▸ **LISTED RECORDS**:
————

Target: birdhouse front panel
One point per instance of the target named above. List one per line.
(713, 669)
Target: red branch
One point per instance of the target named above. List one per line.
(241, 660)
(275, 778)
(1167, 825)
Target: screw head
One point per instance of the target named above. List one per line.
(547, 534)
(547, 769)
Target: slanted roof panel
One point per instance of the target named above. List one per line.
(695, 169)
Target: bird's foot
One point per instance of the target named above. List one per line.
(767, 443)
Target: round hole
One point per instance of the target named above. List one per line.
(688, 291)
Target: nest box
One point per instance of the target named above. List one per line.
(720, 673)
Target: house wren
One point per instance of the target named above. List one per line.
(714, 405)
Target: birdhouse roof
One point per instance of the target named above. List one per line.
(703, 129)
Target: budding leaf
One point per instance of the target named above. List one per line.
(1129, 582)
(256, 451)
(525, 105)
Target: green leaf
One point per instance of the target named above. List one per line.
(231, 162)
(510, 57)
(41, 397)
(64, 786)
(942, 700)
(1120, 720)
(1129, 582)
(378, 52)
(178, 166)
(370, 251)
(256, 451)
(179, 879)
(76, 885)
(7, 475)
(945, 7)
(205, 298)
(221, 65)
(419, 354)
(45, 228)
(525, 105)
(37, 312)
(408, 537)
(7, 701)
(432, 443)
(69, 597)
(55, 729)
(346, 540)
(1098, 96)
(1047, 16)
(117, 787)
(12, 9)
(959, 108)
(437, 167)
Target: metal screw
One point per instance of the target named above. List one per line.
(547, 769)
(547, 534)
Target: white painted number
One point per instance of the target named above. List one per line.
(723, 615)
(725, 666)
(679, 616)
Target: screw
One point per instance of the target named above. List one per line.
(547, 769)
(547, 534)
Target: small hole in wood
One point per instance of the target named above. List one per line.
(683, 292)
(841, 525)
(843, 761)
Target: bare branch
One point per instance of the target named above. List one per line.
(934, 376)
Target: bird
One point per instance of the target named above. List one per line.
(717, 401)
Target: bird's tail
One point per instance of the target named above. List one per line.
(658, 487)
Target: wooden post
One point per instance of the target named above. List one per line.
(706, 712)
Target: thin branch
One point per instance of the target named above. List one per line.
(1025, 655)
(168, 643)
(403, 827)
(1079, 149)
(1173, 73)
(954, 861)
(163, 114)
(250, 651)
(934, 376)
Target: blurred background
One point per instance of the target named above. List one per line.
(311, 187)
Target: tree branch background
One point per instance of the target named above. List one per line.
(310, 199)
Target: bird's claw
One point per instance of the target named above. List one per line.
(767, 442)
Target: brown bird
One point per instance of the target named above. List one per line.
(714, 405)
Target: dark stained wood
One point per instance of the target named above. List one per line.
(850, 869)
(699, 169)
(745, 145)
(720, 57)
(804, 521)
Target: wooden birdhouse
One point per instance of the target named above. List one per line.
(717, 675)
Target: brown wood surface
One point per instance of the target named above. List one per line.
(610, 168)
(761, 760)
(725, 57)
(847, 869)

————

▸ **THE REQUEST**: Reproduce the entire listing above, swapping each "instance" for "occurrence" and leaving everything else the same.

▸ **PROBLEM SOLUTION**:
Target: birdhouse front panel
One point per occurrence of the target named above. List one per line.
(713, 669)
Target: red branch
One point per occurrence of the target named above. List one per line.
(241, 660)
(275, 778)
(1167, 825)
Target: screw head
One point per occurrence of the target named above. List one per line.
(547, 534)
(547, 769)
Target: slanted roof panel
One point per occurrence of the target named above. List one per line.
(695, 169)
Target: bird's foot
One point per occurrence of the target named above. List one per line.
(767, 443)
Target: round hole
One point per occurrence of the target named above. List one per line.
(688, 291)
Target: nest box
One point per occurrence of the target named above. List one per line.
(720, 673)
Target: house wren
One point per occurrence of the target named above. List one per line.
(714, 405)
Target: birdhouse roof
One point per occurrence of the target named above. List one per line.
(703, 129)
Target: budding leaf
One point per occurrence of the target named above. List one per line.
(1129, 582)
(256, 451)
(525, 105)
Target: green leaf
One point per occurrence of the target named above. List one per line.
(231, 162)
(510, 57)
(41, 397)
(64, 786)
(942, 700)
(1120, 720)
(1129, 582)
(378, 52)
(178, 166)
(370, 251)
(256, 451)
(179, 879)
(76, 885)
(7, 475)
(945, 7)
(205, 298)
(221, 65)
(419, 354)
(45, 228)
(525, 105)
(37, 312)
(408, 537)
(7, 701)
(432, 443)
(69, 597)
(55, 729)
(346, 540)
(1098, 96)
(1047, 16)
(117, 787)
(12, 9)
(959, 108)
(437, 167)
Target: metal screw
One point per occurrence of the target named above. List one per line.
(547, 769)
(547, 534)
Target: white painted number
One point per occurrence of the target named above. List one per line.
(723, 615)
(725, 666)
(679, 616)
Target: screw
One point per occurrence of the target named above. List one per line.
(547, 769)
(547, 534)
Target: small hole in wood
One point per occurrence of the target named above. List one per line.
(683, 292)
(841, 525)
(843, 761)
Target: bare branch
One point per occurrence of the target named above. List one per line.
(934, 376)
Target: bird
One point per occurrence of the target named above. List one per line.
(717, 401)
Target: bird's tail
One point per occurrence of the target named above. List one per line.
(658, 487)
Target: wooden post
One point per occurrence of the target named above. List one per line.
(706, 712)
Target: thin branch
One point per occurrence of the target named above. List one per line.
(1025, 655)
(168, 643)
(403, 827)
(1079, 149)
(1173, 73)
(954, 861)
(163, 114)
(250, 651)
(934, 376)
Target: blurred background
One point per occurrence of the target named above. List one per line.
(311, 187)
Target: tree branch background
One point per occurrence of the target named above. List one per line.
(310, 199)
Target: bird's claw
One point per occurrence of the target named above. List one per line.
(767, 442)
Target: brown bird
One point per occurrence of the target named above. List one per line.
(714, 405)
Target: dark stained wood
One point per occurrence of the target named above. List one per line.
(850, 869)
(699, 169)
(745, 145)
(720, 57)
(804, 521)
Target: wooden birdhouse
One point per occurrence of the target named above. List one per line.
(717, 675)
Target: brown wood surface
One point per occurrence of the target named above. List one per line.
(610, 168)
(761, 760)
(725, 57)
(847, 869)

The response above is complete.